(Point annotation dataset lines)
□ □ □

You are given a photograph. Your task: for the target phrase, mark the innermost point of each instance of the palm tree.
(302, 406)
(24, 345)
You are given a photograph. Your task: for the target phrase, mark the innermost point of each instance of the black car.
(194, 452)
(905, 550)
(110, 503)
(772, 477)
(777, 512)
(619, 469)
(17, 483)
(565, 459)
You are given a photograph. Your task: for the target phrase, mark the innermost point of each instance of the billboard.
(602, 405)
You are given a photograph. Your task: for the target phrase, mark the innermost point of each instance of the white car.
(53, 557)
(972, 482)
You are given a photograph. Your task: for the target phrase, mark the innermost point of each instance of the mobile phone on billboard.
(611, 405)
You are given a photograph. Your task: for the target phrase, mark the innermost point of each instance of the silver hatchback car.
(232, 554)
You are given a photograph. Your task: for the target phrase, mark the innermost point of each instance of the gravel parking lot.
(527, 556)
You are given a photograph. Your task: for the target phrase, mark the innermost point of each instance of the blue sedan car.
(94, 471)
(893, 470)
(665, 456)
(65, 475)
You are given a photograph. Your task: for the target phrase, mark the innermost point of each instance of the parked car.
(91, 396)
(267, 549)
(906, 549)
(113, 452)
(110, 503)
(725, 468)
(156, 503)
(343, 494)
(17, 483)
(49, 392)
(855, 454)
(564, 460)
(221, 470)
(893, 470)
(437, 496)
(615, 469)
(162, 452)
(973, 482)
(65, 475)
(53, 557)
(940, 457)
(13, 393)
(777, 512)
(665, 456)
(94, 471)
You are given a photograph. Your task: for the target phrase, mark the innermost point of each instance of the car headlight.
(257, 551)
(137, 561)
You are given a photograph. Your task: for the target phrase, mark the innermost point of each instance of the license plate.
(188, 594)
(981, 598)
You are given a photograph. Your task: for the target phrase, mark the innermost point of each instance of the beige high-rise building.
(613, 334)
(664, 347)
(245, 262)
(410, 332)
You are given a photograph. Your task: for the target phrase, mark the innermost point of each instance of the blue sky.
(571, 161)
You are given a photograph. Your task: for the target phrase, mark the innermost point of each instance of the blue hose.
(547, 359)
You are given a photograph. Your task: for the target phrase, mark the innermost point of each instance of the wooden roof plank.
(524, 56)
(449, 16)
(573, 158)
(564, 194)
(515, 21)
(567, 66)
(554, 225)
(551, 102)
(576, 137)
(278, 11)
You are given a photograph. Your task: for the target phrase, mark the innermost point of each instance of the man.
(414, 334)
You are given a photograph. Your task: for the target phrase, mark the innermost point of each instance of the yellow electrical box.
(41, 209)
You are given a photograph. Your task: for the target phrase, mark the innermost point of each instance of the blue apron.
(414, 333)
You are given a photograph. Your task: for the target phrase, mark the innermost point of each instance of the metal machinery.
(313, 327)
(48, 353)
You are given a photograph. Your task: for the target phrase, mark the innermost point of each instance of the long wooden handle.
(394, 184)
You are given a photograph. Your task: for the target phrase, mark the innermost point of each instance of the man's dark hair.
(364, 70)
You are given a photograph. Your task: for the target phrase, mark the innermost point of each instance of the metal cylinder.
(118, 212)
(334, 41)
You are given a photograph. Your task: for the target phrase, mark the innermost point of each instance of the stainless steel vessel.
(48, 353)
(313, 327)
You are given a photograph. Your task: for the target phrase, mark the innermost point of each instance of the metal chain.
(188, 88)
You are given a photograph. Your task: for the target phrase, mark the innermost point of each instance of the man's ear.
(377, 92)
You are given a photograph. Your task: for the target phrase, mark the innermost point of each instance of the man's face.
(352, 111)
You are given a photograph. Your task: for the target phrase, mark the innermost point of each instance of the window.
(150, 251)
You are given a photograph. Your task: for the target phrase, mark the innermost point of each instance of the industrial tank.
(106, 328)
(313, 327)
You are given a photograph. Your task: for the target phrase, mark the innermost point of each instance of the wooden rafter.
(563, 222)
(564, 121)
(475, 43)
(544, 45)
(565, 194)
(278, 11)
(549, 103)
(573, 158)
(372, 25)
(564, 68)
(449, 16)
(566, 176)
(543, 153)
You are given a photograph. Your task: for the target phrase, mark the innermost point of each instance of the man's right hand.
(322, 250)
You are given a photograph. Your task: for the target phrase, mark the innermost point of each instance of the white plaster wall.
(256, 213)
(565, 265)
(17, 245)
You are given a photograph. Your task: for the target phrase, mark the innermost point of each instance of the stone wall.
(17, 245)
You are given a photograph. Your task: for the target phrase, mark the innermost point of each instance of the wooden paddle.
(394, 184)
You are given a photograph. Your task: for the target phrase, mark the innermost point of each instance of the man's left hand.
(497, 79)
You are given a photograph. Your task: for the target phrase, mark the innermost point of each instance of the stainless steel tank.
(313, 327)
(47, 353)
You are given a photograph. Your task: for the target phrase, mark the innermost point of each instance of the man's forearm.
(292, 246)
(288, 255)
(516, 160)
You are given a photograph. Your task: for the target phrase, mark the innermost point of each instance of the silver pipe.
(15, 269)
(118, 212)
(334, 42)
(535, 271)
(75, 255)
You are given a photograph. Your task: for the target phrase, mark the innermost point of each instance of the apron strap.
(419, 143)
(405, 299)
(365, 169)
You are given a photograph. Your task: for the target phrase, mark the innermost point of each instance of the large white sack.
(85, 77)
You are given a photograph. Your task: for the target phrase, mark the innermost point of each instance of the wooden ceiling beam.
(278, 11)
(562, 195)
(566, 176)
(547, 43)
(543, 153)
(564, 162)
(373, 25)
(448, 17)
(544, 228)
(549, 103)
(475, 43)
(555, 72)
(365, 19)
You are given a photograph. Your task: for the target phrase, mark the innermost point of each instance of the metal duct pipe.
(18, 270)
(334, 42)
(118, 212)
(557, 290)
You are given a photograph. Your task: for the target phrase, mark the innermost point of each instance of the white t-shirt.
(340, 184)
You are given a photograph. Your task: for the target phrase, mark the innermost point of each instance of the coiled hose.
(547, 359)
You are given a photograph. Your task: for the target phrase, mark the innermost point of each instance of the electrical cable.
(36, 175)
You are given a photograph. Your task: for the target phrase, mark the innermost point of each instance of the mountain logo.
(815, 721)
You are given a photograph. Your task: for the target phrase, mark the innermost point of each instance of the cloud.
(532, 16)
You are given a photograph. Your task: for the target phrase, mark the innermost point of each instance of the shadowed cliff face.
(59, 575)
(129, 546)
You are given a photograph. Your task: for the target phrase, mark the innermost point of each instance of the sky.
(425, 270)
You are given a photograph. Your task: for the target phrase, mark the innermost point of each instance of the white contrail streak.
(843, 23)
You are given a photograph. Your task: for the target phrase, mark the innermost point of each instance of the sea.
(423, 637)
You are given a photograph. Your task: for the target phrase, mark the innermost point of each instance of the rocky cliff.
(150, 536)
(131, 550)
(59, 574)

□ □ □

Objective> Copy out word for word the lines beginning with the one that contains "of the sea." and continuing through the last line.

Result>
You are given a photograph. Your task: for the target phrase, mark the innermost point of each instance of the sea.
(423, 637)
You are given a photograph. Your task: for the target phrase, mark the innermost point of each instance of the rocky cliff.
(150, 536)
(131, 550)
(59, 574)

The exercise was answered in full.